TASK STATEMENT —
Everything from the first line of the material below through the line containing "Reviewer note: see that each instance of the green" is to be printed exactly, and nothing more.

= Beginning of Section =

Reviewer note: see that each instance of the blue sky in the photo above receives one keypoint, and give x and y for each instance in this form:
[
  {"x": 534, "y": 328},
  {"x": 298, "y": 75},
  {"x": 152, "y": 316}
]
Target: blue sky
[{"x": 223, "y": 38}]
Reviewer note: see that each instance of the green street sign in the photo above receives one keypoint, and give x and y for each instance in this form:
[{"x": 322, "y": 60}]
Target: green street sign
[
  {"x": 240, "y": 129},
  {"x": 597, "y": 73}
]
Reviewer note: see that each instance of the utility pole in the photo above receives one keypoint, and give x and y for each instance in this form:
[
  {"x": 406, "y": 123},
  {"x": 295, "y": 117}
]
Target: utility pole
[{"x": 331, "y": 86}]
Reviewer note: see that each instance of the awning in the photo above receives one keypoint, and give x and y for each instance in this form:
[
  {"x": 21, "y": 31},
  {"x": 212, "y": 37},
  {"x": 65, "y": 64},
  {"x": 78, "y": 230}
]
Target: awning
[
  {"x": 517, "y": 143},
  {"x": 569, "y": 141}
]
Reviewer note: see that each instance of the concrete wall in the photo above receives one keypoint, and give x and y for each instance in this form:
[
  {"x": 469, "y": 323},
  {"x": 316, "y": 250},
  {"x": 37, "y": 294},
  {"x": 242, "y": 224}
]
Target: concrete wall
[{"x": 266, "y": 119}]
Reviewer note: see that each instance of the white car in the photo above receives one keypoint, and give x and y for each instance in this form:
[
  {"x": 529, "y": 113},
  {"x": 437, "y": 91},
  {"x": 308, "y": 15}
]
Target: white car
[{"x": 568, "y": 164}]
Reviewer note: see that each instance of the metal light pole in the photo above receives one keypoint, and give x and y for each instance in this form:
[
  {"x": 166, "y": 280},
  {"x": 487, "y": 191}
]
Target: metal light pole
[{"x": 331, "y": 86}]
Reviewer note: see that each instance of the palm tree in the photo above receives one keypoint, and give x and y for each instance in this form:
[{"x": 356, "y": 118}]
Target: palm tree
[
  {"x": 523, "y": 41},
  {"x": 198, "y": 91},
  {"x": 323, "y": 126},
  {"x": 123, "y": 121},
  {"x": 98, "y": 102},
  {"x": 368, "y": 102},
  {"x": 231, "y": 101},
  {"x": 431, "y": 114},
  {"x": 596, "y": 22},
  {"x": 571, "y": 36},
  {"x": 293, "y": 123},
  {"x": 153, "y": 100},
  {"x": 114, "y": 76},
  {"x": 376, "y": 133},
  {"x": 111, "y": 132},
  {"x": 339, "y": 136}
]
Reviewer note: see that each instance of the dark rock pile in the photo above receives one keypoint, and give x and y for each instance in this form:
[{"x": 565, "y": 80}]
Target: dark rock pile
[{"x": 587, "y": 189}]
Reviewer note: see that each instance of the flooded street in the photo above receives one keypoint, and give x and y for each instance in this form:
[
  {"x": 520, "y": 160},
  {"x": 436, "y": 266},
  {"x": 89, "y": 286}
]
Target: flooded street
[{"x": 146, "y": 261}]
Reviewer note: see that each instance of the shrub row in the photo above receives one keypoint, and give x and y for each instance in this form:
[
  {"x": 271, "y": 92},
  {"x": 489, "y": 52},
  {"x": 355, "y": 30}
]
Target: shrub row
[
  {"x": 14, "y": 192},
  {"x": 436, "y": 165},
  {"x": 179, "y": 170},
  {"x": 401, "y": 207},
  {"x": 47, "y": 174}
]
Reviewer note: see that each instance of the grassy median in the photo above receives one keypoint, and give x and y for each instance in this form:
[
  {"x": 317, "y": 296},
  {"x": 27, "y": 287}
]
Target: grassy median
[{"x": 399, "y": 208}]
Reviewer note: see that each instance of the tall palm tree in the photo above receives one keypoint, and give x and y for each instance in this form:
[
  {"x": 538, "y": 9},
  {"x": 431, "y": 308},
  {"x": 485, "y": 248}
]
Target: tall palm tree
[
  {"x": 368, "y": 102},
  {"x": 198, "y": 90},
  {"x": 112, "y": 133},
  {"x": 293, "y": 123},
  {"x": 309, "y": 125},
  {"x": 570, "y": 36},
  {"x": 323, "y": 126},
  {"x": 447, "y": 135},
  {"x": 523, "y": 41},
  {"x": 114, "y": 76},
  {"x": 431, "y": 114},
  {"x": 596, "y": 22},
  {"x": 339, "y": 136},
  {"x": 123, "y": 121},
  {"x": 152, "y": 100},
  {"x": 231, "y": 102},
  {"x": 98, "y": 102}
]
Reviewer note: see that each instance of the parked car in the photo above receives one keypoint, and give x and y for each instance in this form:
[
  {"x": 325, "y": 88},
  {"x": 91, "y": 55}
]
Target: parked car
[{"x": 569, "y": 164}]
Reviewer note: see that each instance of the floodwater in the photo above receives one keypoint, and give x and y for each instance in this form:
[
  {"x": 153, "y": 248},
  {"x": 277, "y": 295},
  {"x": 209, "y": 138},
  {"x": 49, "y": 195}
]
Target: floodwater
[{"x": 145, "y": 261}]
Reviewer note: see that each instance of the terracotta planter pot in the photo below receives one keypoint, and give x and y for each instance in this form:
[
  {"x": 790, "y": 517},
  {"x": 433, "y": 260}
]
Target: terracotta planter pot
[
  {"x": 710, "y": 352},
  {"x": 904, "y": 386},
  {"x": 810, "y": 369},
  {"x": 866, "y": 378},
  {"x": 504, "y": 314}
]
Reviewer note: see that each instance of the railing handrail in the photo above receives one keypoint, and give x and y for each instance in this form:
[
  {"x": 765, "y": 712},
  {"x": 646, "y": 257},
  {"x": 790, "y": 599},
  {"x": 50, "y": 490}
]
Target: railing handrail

= End of Section =

TASK ANSWER —
Reviewer note: see that each instance of the blue sky in the photo above receives one keypoint, and give x and y for each instance in this form:
[
  {"x": 534, "y": 328},
  {"x": 298, "y": 75},
  {"x": 152, "y": 316}
]
Target: blue sky
[{"x": 223, "y": 38}]
Reviewer note: see that each instance of the green street sign in the photo above receives one keypoint, and give x and y for each instance in this form:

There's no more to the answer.